** Source extract **
## Start

Tunneling ionization is a crucial process in the interaction between strong laser fields and matter which initiates numerous nonlinear phenomena including high-order harmonic generation, photoelectron holography, etc. Both adiabatic and nonadiabatic tunneling ionization are well understood in atomic systems. However, the tunneling dynamics in solids, especially nonadiabatic tunneling, has not yet been fully understood. Here, we study the sub-cycle resolved strong-field tunneling dynamics in solids via a complex saddle-point method. We compare the instantaneous momentum at the moment of tunneling and the tunneling distances over a range of Keldysh parameters. Our results demonstrate that for nonadiabatic tunneling, tunneling ionization away from Γ point is possible. When this happens the electron has a nonzero initial velocity when it emerges in the conduction band. Moreover, consistent with atomic tunneling, a reduced tunneling distance as compared to the quasi-static case is found. Our results provide remarkable insight into the basic physics governing the sub-cycle electron tunneling dynamics with significant implications for understanding subsequent strong-field nonlinear phenomena in solids.

## End

** Supplied material **
## Start

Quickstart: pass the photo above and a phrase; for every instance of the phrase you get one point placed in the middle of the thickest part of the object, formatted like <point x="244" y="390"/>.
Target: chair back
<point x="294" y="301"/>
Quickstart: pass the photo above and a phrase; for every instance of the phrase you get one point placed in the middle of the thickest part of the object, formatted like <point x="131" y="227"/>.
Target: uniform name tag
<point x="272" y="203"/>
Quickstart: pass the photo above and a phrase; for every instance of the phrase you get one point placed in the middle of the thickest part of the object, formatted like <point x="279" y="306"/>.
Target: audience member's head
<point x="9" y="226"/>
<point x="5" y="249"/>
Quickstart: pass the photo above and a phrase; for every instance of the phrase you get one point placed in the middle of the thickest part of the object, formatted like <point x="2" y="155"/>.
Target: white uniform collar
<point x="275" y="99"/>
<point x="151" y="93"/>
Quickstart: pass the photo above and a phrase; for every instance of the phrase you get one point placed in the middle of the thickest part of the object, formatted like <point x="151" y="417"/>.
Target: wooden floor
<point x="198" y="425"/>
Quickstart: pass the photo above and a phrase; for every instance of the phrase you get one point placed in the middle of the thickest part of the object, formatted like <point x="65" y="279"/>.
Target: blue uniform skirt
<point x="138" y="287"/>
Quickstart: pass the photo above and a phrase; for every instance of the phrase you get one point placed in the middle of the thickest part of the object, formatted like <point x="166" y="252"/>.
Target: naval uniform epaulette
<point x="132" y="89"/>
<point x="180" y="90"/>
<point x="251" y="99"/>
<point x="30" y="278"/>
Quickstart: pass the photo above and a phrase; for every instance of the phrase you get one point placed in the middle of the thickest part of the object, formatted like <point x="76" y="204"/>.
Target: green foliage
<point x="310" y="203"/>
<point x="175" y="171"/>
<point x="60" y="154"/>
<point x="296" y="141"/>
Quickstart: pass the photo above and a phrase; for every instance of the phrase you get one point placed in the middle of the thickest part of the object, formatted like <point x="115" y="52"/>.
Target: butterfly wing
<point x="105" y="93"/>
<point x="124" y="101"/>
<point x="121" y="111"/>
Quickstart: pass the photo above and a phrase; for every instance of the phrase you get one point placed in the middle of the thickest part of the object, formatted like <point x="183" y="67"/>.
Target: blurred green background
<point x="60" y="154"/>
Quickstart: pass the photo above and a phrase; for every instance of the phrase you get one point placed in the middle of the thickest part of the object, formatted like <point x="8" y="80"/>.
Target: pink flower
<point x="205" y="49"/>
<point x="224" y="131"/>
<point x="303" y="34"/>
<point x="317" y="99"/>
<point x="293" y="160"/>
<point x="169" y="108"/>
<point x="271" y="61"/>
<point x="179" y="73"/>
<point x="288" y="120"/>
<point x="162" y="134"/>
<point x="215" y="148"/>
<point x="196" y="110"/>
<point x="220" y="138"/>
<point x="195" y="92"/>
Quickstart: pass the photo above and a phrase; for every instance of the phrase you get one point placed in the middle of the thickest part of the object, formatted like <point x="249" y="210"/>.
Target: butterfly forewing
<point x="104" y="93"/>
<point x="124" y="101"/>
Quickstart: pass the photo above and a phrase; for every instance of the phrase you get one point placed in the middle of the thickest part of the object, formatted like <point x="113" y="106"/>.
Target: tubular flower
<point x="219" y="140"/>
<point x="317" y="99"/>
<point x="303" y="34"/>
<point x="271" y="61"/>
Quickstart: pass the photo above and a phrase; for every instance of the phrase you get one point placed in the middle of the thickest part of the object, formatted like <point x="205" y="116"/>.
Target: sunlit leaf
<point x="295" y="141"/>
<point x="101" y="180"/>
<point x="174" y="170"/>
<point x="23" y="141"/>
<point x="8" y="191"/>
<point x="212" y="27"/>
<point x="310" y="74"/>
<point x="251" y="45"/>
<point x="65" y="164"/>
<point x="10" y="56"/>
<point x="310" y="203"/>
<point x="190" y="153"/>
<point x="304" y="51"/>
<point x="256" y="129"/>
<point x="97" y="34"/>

## End

** Given problem 1 **
According to the abstract on tunneling ionization in solids, what method do the authors use to study sub-cycle resolved strong-field tunneling dynamics?
** Given problem 2 **
Render this sentence from the abstract on tunneling ionization in solids into French: "When this happens the electron has a nonzero initial velocity when it emerges in the conduction band."
** Given problem 3 **
Carry the abstract on tunneling ionization in solids forward from its final sentence.

** Reply 1 **
A complex saddle-point method.

** Reply 2 **
Lorsque cela se produit, l'électron possède une vitesse initiale non nulle au moment où il apparaît dans la bande de conduction.

** Reply 3 **
© 2024 Optica Publishing Group under the terms of the Optica Open Access Publishing Agreement

1. Introduction

Carrier injection from the valence to the conduction band in semiconductors forms the basis of modern ultrafast optoelectronics. Recently, it has been demonstrated that strong-field carrier injection via quantum tunneling allows electric currents to be manipulated by the instantaneous light field, therefore opening the way to extending electronic signal processing into the petahertz ($10^{15}$ Hertz) domain [1,2]. Quantum tunneling is a highly nonperturbative process. More than fifty years ago, Keldysh introduced a dimensionless parameter in his seminal work, now known as Keldysh parameter $\gamma$, which classifies strong-field ionization into two limits: multiphoton ionization with $\gamma \gg {1}$ and tunneling ionization with $\gamma \ll {1}$ [3]. The Keldysh theory applies not only to atomic gases but also to solids where the ionization process corresponds to the transfer of an electron from the valence band into the conduction band. In solids, the Keldysh parameter is defined as $\gamma =\frac {1}{2}\sqrt {\frac {I_p}{U_p}}$ which differs from the expression for atomic gases by a factor $1/\sqrt {2}$. Here, $I_p$ is the band gap, i.e., the smallest energy difference between the conduction and valence bands in $k$-space, and $U_p=\frac {E^2}{4\omega ^2}$ is the ponderomotive energy. The regime where $\gamma \sim {1}$ is usually denoted as nonadiabatic ionization. Over the last two decades, nonadiabatic ionization in gases has been investigated extensively [48]. In this regime, the cycle-averaged quasistatic approximation fails as the subcycle ionization dynamics plays an important role. It has been demonstrated that the electron can be excited and accumulate energy during the propagation below the barrier, leading to a nonzero initial longitudinal velocity and a reduced tunneling exit point as compared with the adiabatic picture [9]. But whether or to which extend the subcycle-resolved nonadiabatic tunneling dynamics picture built from gases can be directly extended to solids is still unclear.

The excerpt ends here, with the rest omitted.